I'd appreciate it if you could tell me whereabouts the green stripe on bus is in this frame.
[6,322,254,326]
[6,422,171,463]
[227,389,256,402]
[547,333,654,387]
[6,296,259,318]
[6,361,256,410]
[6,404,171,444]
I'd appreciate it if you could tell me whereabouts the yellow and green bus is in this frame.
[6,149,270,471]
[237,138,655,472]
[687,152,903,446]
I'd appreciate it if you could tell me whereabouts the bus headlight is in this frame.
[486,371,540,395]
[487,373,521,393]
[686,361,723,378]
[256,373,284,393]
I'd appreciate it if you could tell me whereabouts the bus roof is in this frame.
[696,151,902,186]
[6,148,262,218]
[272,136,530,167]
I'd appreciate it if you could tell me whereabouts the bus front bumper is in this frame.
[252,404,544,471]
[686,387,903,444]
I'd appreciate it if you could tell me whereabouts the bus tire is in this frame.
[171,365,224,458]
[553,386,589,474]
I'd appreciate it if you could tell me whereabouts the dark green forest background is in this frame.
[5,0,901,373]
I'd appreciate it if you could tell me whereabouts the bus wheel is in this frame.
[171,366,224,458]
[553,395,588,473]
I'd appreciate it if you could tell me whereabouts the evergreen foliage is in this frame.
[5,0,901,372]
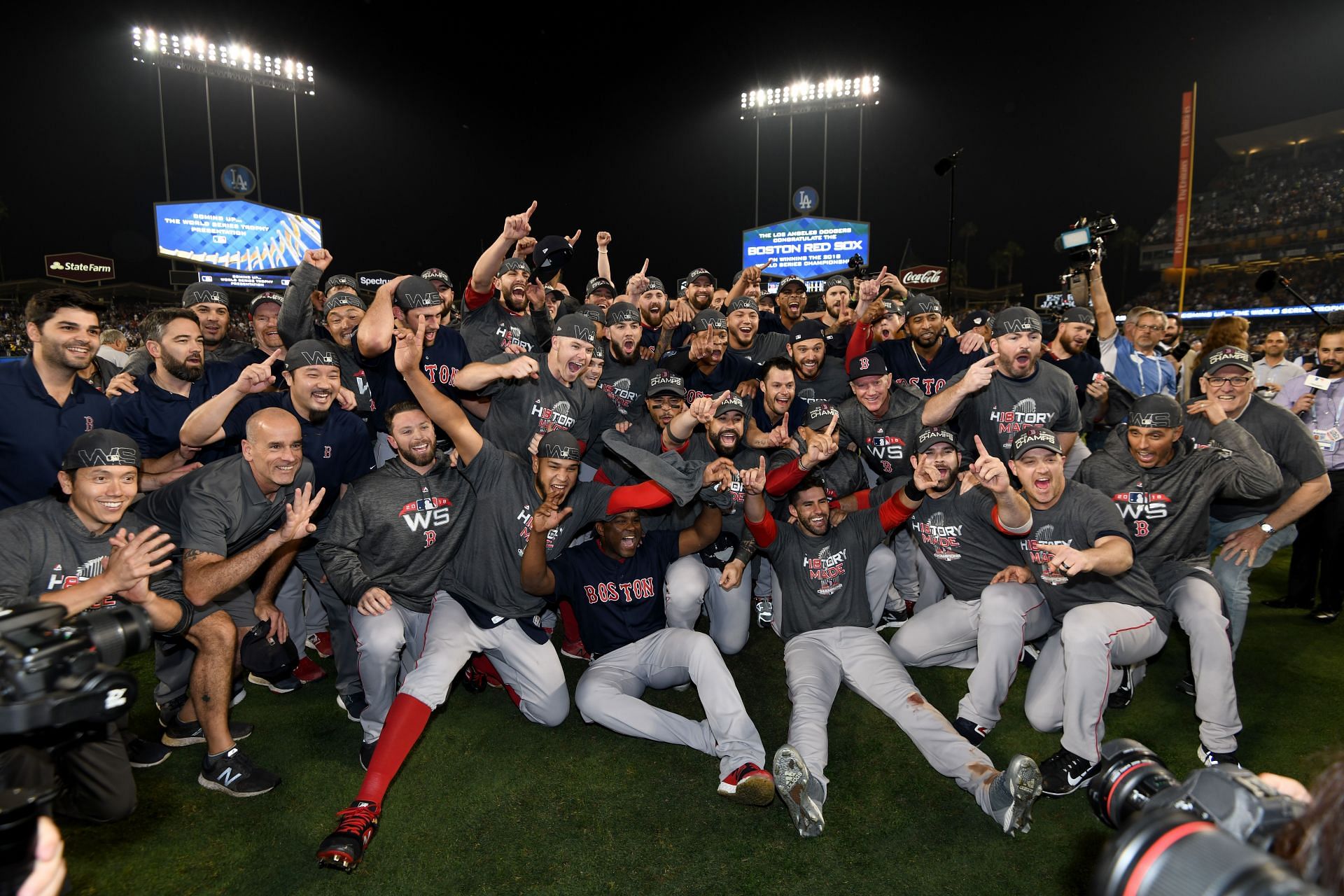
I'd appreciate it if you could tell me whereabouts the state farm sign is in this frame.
[900,265,948,290]
[43,253,117,284]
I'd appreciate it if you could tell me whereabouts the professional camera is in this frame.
[1055,215,1119,272]
[1087,738,1322,896]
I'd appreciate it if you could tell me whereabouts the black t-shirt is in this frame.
[548,532,680,654]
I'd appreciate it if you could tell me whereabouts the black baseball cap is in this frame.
[395,276,444,312]
[849,351,890,383]
[247,291,285,314]
[285,339,340,371]
[916,426,961,454]
[1199,345,1255,376]
[789,317,827,345]
[421,267,453,289]
[1129,392,1185,430]
[990,305,1040,339]
[536,430,583,461]
[181,284,228,307]
[60,430,140,473]
[1012,430,1065,461]
[645,371,685,398]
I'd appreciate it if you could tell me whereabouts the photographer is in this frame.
[0,430,206,822]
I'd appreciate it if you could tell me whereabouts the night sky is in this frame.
[0,3,1344,304]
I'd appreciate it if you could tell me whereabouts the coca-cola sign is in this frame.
[900,265,948,290]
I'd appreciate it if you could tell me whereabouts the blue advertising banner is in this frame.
[155,199,323,272]
[742,218,872,279]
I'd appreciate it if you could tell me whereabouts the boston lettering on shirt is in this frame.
[874,337,985,398]
[0,356,111,509]
[444,438,613,620]
[550,531,680,654]
[479,352,594,456]
[1185,393,1325,523]
[352,326,470,433]
[1017,482,1172,631]
[909,482,1021,601]
[225,392,374,523]
[948,363,1082,463]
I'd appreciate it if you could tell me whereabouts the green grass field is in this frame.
[63,556,1344,896]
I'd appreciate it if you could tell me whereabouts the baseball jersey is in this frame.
[1074,421,1282,575]
[548,531,681,657]
[948,363,1082,463]
[909,481,1021,601]
[0,356,111,509]
[479,352,594,454]
[836,386,923,481]
[1185,393,1325,523]
[0,497,145,610]
[874,336,985,398]
[1017,482,1172,631]
[317,454,476,612]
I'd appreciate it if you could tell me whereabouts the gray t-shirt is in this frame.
[909,482,1021,601]
[1017,481,1172,631]
[946,363,1082,463]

----------------

→ What the task asks: Reproduce every one of the rows above word for word, leaving out the pictures.

→ Response to the exercise:
I'd appreciate it if you could tell me whereabouts the green stripe on bus is in this frame.
[6,322,254,326]
[6,422,171,463]
[227,389,256,402]
[547,333,654,387]
[6,296,259,318]
[6,361,256,410]
[6,404,171,444]
I'd appreciate it if you could tell me whereabouts the yellow and green bus is in this frame.
[6,149,270,471]
[237,138,655,472]
[687,152,903,446]
I'd appreciate it if you could tell me whereabouts the bus headlight is in this frame.
[486,371,540,395]
[487,373,521,393]
[686,361,723,378]
[256,373,284,393]
I'd appreciate it if you could tell me whereabouts the bus roof is in this frame.
[696,151,902,186]
[6,148,262,218]
[272,136,530,167]
I'd appreciate it if you could tell me whereabouts the bus front bumper is in this frame.
[252,404,544,471]
[686,387,903,444]
I'd appreciate it if you could tell me whereabouts the bus tire is in this frame.
[171,365,224,458]
[553,386,589,474]
I'd appreciate it if you could tell me whereabouts the dark green forest background is in this frame.
[5,0,901,373]
I'd appreciate it if you could tell me whereabouts the bus wheel is in this frame.
[171,366,224,458]
[553,395,588,473]
I'd appreciate it if you could tell me whereabouts the evergreen foliage is in this frame.
[5,0,901,372]
I'd appreciate it if you could tell me whereabouts the state farm sign is in this frame.
[900,265,948,290]
[43,253,117,284]
I'd appreciate it if you could tell me whereabouts the professional camera is in this frame.
[1055,215,1119,272]
[1087,738,1322,896]
I'd appreciate it if you could tell me whereabouts the black t-shirt is in this frame.
[548,532,680,654]
I'd appreciate it if you could tell me whereabouts the black baseball cap is in this frame.
[395,276,444,312]
[849,351,890,383]
[247,291,285,314]
[285,339,340,371]
[916,426,961,454]
[1199,345,1255,376]
[789,317,827,345]
[421,267,453,289]
[1129,392,1185,430]
[990,305,1040,339]
[536,430,583,461]
[181,284,228,307]
[60,430,140,473]
[1012,430,1065,461]
[645,371,685,398]
I'd appreciate it if you could tell me whereabouts the photographer is in this frame.
[0,430,206,822]
I'd appreciate it if you could tell me whereabouts the night sky is in this frame.
[0,3,1344,304]
I'd appreciate it if you could tell me whereabouts the coca-cola sign is in this frame.
[900,265,948,290]
I'd appreciate it if you could tell me whereabouts the blue advertising banner is in this frame.
[155,199,323,272]
[742,218,872,279]
I'd appreciate it if you could tell me whereabouts the boston lettering on shirt is in this frame.
[874,337,985,398]
[0,356,111,509]
[444,438,613,620]
[550,531,680,654]
[479,352,594,456]
[1185,393,1325,523]
[352,326,470,433]
[1017,482,1172,631]
[909,482,1021,601]
[225,392,374,523]
[948,363,1082,463]
I'd appreciate it if you could tell me whereabouts the green grass field is in this frame.
[63,556,1344,896]
I'd appreciate it if you could tell me whereabouts the baseball jersey is in this frame.
[1074,421,1282,575]
[548,531,681,657]
[948,363,1082,463]
[909,481,1021,601]
[0,356,111,509]
[479,352,594,454]
[836,386,923,481]
[1185,393,1325,523]
[0,497,145,610]
[874,336,985,398]
[1017,482,1172,631]
[317,454,476,612]
I'd appreciate it if you could tell me whereabouts the gray t-shirt is in this frame.
[909,482,1021,601]
[1017,481,1172,631]
[946,363,1082,463]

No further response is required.